**INSTRUCTIONS TO FOLLOW:** Transcribe the records that follow exactly. Skip the pictures.
BEGIN SUPPLIED MATERIAL
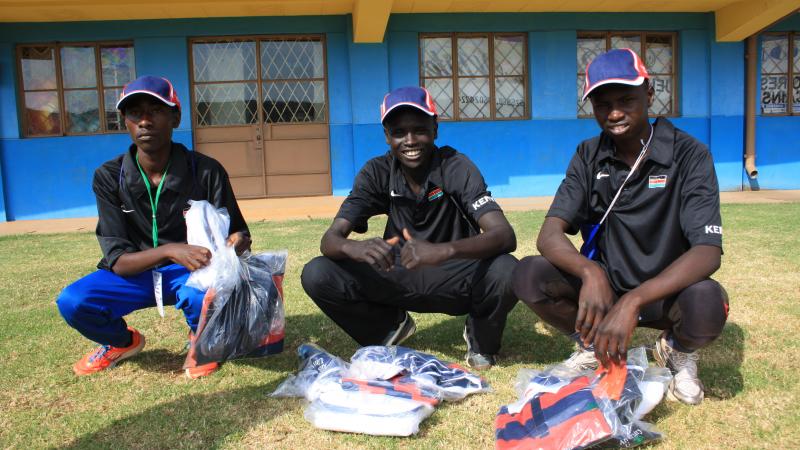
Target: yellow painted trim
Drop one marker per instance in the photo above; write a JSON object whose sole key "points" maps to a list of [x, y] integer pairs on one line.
{"points": [[737, 21], [370, 18]]}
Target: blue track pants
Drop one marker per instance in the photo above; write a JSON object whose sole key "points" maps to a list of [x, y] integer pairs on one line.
{"points": [[96, 304]]}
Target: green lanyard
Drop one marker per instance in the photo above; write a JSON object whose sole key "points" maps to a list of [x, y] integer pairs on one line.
{"points": [[153, 203]]}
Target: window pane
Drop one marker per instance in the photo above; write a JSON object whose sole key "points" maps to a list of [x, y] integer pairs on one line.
{"points": [[774, 54], [509, 97], [632, 42], [773, 94], [226, 104], [584, 108], [437, 57], [659, 54], [796, 94], [473, 56], [588, 49], [78, 67], [797, 54], [224, 61], [662, 101], [294, 101], [38, 68], [82, 109], [291, 59], [114, 120], [117, 64], [473, 98], [42, 113], [509, 55], [441, 90]]}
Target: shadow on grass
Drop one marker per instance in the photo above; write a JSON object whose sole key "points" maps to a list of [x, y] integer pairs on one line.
{"points": [[720, 365], [194, 421]]}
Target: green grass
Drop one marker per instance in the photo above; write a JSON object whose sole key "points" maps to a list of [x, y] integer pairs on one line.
{"points": [[751, 372]]}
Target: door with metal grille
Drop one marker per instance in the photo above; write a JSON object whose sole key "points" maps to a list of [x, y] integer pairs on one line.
{"points": [[260, 108]]}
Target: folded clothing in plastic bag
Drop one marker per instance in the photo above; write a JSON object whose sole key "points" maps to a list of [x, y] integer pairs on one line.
{"points": [[452, 381], [385, 391], [562, 409], [243, 311]]}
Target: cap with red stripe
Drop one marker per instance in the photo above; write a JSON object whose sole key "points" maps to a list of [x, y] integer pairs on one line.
{"points": [[413, 96], [157, 87], [619, 66]]}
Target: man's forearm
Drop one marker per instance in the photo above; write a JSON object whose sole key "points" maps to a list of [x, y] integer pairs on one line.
{"points": [[137, 262]]}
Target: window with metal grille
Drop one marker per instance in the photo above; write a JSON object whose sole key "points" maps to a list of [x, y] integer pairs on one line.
{"points": [[476, 76], [72, 89], [287, 74], [657, 50], [780, 73]]}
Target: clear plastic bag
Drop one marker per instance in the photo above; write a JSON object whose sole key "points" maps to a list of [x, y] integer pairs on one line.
{"points": [[319, 371], [367, 413], [386, 391], [208, 227], [560, 408], [452, 381], [242, 313]]}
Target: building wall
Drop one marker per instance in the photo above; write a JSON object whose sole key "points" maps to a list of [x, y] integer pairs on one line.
{"points": [[51, 177], [778, 137]]}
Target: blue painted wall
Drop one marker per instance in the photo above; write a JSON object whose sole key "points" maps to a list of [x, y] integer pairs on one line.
{"points": [[778, 137], [518, 158]]}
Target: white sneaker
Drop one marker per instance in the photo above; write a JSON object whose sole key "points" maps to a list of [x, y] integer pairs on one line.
{"points": [[685, 386], [581, 360]]}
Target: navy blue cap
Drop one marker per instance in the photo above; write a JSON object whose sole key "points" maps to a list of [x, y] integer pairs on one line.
{"points": [[157, 87], [619, 66]]}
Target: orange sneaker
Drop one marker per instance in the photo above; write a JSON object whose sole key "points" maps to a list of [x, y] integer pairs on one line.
{"points": [[106, 356], [190, 366], [201, 370]]}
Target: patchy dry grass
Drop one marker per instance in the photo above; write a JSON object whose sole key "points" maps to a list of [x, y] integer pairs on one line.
{"points": [[751, 372]]}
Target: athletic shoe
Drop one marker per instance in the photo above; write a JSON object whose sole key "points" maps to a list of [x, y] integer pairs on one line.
{"points": [[685, 386], [405, 330], [582, 360], [107, 356], [192, 369], [475, 360]]}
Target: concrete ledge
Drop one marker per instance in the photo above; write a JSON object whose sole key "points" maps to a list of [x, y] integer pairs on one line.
{"points": [[279, 209]]}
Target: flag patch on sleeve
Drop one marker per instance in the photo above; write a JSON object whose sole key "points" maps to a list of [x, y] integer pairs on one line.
{"points": [[657, 181], [434, 194]]}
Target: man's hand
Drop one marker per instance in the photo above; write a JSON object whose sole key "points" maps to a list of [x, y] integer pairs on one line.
{"points": [[614, 333], [419, 252], [594, 301], [376, 251], [192, 257], [240, 241]]}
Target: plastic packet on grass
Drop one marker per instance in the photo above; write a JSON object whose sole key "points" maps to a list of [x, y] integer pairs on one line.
{"points": [[319, 372], [560, 410], [367, 413], [452, 381]]}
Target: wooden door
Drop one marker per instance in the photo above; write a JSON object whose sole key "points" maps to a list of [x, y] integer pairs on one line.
{"points": [[260, 108]]}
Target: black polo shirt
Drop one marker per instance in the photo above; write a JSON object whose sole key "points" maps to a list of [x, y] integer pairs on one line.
{"points": [[669, 205], [447, 209], [124, 222]]}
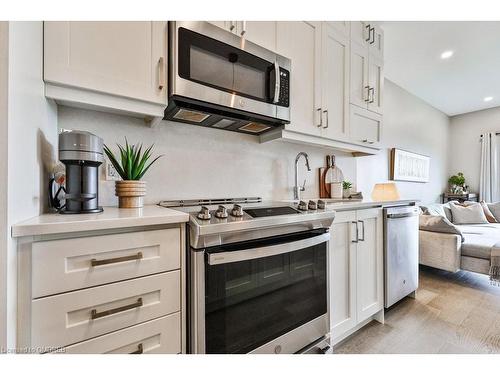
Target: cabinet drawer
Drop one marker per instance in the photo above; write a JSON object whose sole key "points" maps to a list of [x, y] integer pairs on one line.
{"points": [[64, 265], [161, 335], [76, 316]]}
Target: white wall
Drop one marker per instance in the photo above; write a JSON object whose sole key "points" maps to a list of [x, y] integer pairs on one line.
{"points": [[206, 163], [4, 61], [412, 125], [465, 147], [32, 128]]}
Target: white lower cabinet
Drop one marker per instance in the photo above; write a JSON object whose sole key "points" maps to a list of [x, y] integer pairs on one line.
{"points": [[103, 292], [356, 271]]}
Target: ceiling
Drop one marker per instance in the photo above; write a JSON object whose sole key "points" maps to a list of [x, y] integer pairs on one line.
{"points": [[456, 85]]}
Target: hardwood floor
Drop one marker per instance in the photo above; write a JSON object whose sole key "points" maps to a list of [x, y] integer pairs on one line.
{"points": [[452, 313]]}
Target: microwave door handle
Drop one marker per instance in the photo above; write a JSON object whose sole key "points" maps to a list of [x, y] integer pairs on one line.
{"points": [[262, 252], [277, 82]]}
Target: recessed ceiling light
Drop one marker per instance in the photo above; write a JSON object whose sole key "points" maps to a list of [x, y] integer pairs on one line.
{"points": [[446, 55]]}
END SUPPLIED MATERIAL
**REPLY:**
Target: yellow painted trim
Drop one marker per instance in the photo above; write a JSON object whose sole key "points" maps to a list of [x, y] integer pairs on one line.
{"points": [[737, 21], [370, 18]]}
Target: blue track pants
Drop one marker per instance in the photo above; write a JSON object whose sole key "points" maps to a list of [x, y] integer pairs on one line.
{"points": [[96, 304]]}
Target: green lanyard
Drop one marker per instance in the photo above; write a JSON object whose sole key "points" maps to a list of [x, y] integer pairs on one line.
{"points": [[153, 203]]}
Target: window pane
Drop one marker per instance in the photo above; write a JSON object whose sole key "points" maps to a list of [x, y] integer pairs on one line.
{"points": [[774, 54], [509, 97], [632, 42], [773, 94], [226, 104], [584, 108], [437, 57], [659, 54], [796, 94], [473, 56], [588, 49], [78, 67], [797, 54], [224, 61], [662, 101], [294, 101], [38, 68], [82, 109], [291, 59], [114, 120], [117, 64], [473, 98], [42, 113], [509, 55], [441, 90]]}
Target: shadow on grass
Drop one marker per instance in the photo above; write a JSON object whose sole key "points" maps to a list of [x, y] integer pairs on one line.
{"points": [[720, 365], [194, 421]]}
Target: green grass
Drop one marker per instance in the photo above; write a JSON object whose sole key "points" maps to a list of [x, y] integer pairs on one line.
{"points": [[751, 372]]}
Target: door with metal grille
Drop one marker per instance in the photo above; write a JSON object whose sole key "points" maps to a list of [x, y] integer pairs on one line.
{"points": [[260, 108]]}
Target: folded clothing in plastic bag
Drop one marker per instance in the photo above; write a JSON object whose sole key "points" maps to a list of [x, y] integer pairs on one line.
{"points": [[452, 381], [385, 391], [562, 409], [243, 311]]}
Target: cap with red stripe
Drop one marker per instance in the photo above; write a JSON object whose sole key "points" maps to a list of [x, y] integer pairs on one line.
{"points": [[413, 96], [157, 87], [619, 66]]}
Target: man's forearm
Drop one marker per instance in the photo above; write a JSON object whose sole key "points" maps to a list of [x, y] integer pairs on one line.
{"points": [[137, 262]]}
Target: window with metal grille
Drop one marker per instance in the photo above; write a JSON object whose sole key "points" maps to a list of [x, y] integer pairs on one line.
{"points": [[476, 76], [72, 89], [287, 74], [657, 50], [780, 73]]}
Target: clear plastic bag
Drop one marker per instance in the photo above; write a JSON object whose sole key "points" maps to a list of [x, y] integer pairs on one line.
{"points": [[319, 371], [367, 413], [386, 391], [208, 227], [560, 408], [452, 381], [242, 313]]}
Target: building wall
Drop one marker per instance in the photo above; write a JSON object whose sole key "points" maps to a list of [x, y] integer pairs on one line.
{"points": [[51, 177], [778, 137]]}
Target: blue painted wall
Drop one marker per instance in the photo above; write a JSON object whose sole key "points" maps to a list of [x, y] integer pairs on one line.
{"points": [[778, 137], [518, 158]]}
Target: white sneaker
Drop one marker per instance in the photo above; write a JSON object whose sole key "points" maps to a list of [x, y] integer pairs on one line.
{"points": [[685, 386], [581, 360]]}
Target: navy blue cap
Drop one marker per instance in the photo above; write a JSON object whose sole key "points" maps to a list of [x, y] integer pairs on one line.
{"points": [[157, 87], [619, 66]]}
Target: orange sneaker
Drop one marker per instance in the photo above; write a JSON object whose sole key "points" maps to a list of [x, y] integer pairs on one line.
{"points": [[106, 356], [190, 366], [201, 370]]}
Target: patchy dry grass
Drop one marker per instance in the photo above; write a JSON object whose sole key "points" maps to a list of [x, y] integer pairs on one line.
{"points": [[751, 372]]}
Target: athletic shoe
Drop one marker per instance in the photo above; write a JSON object whose sole key "points" maps to a list of [x, y] integer pairs on one line.
{"points": [[685, 386], [405, 330], [582, 360], [107, 356], [192, 369], [475, 360]]}
Target: concrete ledge
Drop one marker per instance in the photo above; write a JSON object whose sole key "points" maps to a list of [x, y] integer pairs on one line.
{"points": [[279, 209]]}
Target: flag patch on sleeve
Drop one marker per instance in the photo above; write a JSON object whose sole key "points" maps to a list of [x, y] integer pairs on one line.
{"points": [[657, 181], [434, 194]]}
Target: man's hand
Drop one marker per instance in the photo above; write a JSON object whose sole key "points" maps to a list of [x, y] integer pairs on one line.
{"points": [[614, 333], [419, 252], [594, 301], [376, 251], [192, 257], [240, 241]]}
Target: plastic packet on grass
Drop one marker per instance in the photo above; write a JSON object whose sole key "points" maps to a list of [x, y] integer pairs on one line.
{"points": [[319, 372], [560, 410], [367, 413], [452, 381]]}
Target: wooden door
Drop one marker per instance in the photo above; write a JSON object whose sole key "points" maps to a list of [x, y] integer pairs on one line.
{"points": [[260, 108]]}
Target: black polo shirt
Drop one marker per instance in the photo above; write a JSON object whose sole key "points" maps to a list of [x, y] integer pairs on one line.
{"points": [[669, 205], [447, 209], [124, 222]]}
Target: cabinet drawer
Drop one marker per instance in the photo above; write a JSON object whose sole key "points" maps to a list of [x, y] integer pairs on one line.
{"points": [[64, 265], [161, 335], [76, 316]]}
Target: white wall
Drop one marker per instance in the photo above; write a JSON object whose sole key "points" maps to a list of [x, y] integer pairs on one line.
{"points": [[206, 163], [4, 61], [412, 125], [465, 147], [32, 128]]}
Target: white lower cabinet
Drop one marker per instance in the photo above; write a JSON object whose sole key "points" maps to a list of [x, y] integer pairs on one line.
{"points": [[103, 292], [356, 271]]}
Target: ceiling
Drop one marker per instance in the photo above; write a JSON object whose sole key "points" maps to a list of [x, y] integer pairs on one line.
{"points": [[456, 85]]}
Target: hardwood floor
Drop one marker per instance in the photo above; write a JSON object whose sole key "points" maps to a list of [x, y] integer pairs on one line.
{"points": [[452, 313]]}
Target: microwave door handle
Drop one marker per instance in the photo above; write a JSON object whose sole key "points" maps to a list of [x, y] integer pairs on one line.
{"points": [[262, 252], [277, 82]]}
Target: recessed ceiling light
Drop one marker per instance in the photo above; write a JSON object whose sole key "points" maps to a list of [x, y] integer pairs on one line.
{"points": [[446, 55]]}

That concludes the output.